TASK DIRECTIONS: An exact reproduction is required of the lines from the beginning of the entries through the line with "Above is a screenshot. The grocery", pictures excluded and nothing added.

DATA TO EXAMINE:
>>>>>

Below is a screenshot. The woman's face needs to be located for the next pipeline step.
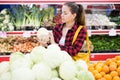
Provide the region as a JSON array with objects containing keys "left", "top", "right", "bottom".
[{"left": 61, "top": 5, "right": 76, "bottom": 23}]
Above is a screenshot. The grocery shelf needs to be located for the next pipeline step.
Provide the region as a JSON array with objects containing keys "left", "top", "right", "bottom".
[
  {"left": 2, "top": 31, "right": 37, "bottom": 36},
  {"left": 0, "top": 53, "right": 120, "bottom": 62},
  {"left": 0, "top": 55, "right": 9, "bottom": 62},
  {"left": 0, "top": 29, "right": 119, "bottom": 36},
  {"left": 90, "top": 52, "right": 120, "bottom": 61},
  {"left": 88, "top": 29, "right": 120, "bottom": 35}
]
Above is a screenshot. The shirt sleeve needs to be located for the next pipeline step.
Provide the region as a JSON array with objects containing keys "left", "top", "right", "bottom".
[{"left": 59, "top": 27, "right": 87, "bottom": 56}]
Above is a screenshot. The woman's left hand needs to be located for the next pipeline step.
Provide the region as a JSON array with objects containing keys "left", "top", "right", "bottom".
[{"left": 49, "top": 32, "right": 56, "bottom": 44}]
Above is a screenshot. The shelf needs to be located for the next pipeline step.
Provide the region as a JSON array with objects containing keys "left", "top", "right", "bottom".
[
  {"left": 0, "top": 29, "right": 119, "bottom": 36},
  {"left": 90, "top": 52, "right": 120, "bottom": 61},
  {"left": 0, "top": 31, "right": 37, "bottom": 36},
  {"left": 88, "top": 29, "right": 120, "bottom": 35},
  {"left": 0, "top": 53, "right": 120, "bottom": 62}
]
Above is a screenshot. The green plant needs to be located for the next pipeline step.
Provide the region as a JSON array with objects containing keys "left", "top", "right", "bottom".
[{"left": 89, "top": 35, "right": 120, "bottom": 52}]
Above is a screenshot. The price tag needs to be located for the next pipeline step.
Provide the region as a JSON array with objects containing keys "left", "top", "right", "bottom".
[
  {"left": 0, "top": 32, "right": 7, "bottom": 38},
  {"left": 88, "top": 30, "right": 92, "bottom": 37},
  {"left": 109, "top": 28, "right": 117, "bottom": 36},
  {"left": 22, "top": 31, "right": 31, "bottom": 37}
]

<<<<<

COMPLETED EXERCISE:
Below is a screenshot. The woman's face needs to be located for the next pipeline step.
Provide the region as a JSON array with objects containing keys "left", "top", "right", "bottom".
[{"left": 61, "top": 5, "right": 76, "bottom": 23}]
Above is a screenshot. The grocery shelf needs to be located for the next pipeline step.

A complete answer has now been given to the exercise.